> _Selected excerpt_
Start of Block

A 1557 woodcut showing a rain of frogs in Scandinavia. Public domain

Rainfalls of animals have been recorded for centuries, with some of the oldest records dating from 77 AD by the Roman Pliny the Elder. While these stories of falling fish, frogs and bugs are strange, over the past two centuries scientists have confirmed that they do occur. The most common explanation is that updrafts, particularly tornadoes or tornadic waterspouts, suck the critters up into the sky. When the wind weakens the animals fall. (We see a similar explanation for the recent “blood” rain, where updrafts picked up red dust from the Sahara.)

Last April, Norway had a rain of worms. Source: lacounty.gov

Certainly this was what seemed to cause last April’s rain of worms in Norway. Biologist Karsten Erstad reported thousands of live earthworms scattered across the surface of the snow when he was out skiing. This is the time of year that worms start to emerge from the ground, so scientists speculate that the worms were swept up by the strong winds common in the mountainous areas of Norway and carried to snowy slopes.

End of Block

> _Point localization records_
Start of Block

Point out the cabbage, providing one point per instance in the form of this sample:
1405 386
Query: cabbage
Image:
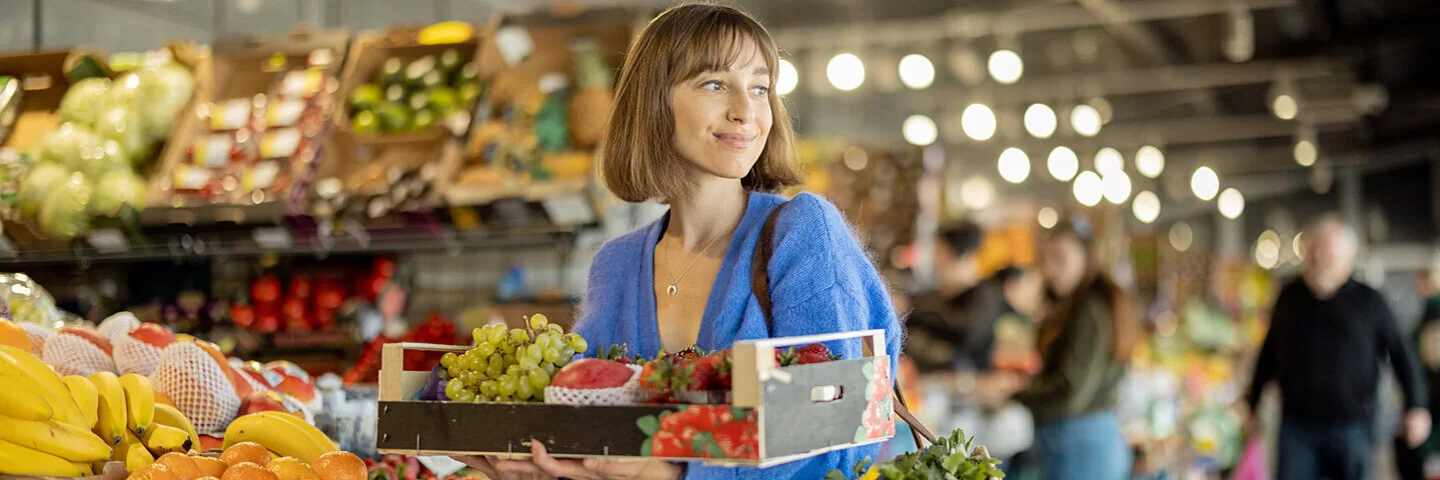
123 126
68 144
117 189
163 91
41 180
64 212
85 101
108 156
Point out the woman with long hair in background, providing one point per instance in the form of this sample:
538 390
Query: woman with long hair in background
1085 343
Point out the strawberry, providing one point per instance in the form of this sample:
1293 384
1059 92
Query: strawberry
814 353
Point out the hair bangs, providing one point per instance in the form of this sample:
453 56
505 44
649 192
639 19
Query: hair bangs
717 42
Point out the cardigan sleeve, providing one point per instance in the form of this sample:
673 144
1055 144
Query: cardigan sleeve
822 281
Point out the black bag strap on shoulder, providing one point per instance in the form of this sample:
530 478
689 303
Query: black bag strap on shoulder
761 286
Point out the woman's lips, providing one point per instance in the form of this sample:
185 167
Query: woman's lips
736 140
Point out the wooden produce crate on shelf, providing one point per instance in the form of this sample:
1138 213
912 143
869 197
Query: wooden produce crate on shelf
545 39
781 414
241 67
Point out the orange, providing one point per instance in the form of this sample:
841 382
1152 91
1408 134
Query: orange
209 466
340 466
15 336
291 469
153 472
245 451
180 466
246 470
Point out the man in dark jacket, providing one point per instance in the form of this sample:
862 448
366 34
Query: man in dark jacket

End of Block

> _What is needed_
Continue the passage on rains of animals, picking up after its last sentence. The records were taken from a separate source.

> _Output of the task_
There was a different explanation for the May 19 rain of millions of spiders in Goulburn, Australia. (Shudder!) As anyone who loved the children’s book Charlotte’s Web knows, many species of baby spiders “balloon” They weave parachute webs that catch the breeze and spread the youngsters throughout the territory. Apparently, the population was going through a spell of fertility.

In May, Australia had a rain of spiders. Source: Wikipedia

As creepy as the recent wormy and spider rains may be, they are pleasant compared to the “germ rains”. Dust from Africa’s Sahara Desert is carried by trade winds across the Atlantic. While this is a valuable source of minerals for downwind vegetation, it also appears that germs and microbes hitch a ride. Scientists have not correlated any human outbreaks (other than asthma in the Caribbean) but they have traced coral disease to heavy dust storms.

Germs, spiders, worms! It's enough to make a person buy an iron-plated umbrella.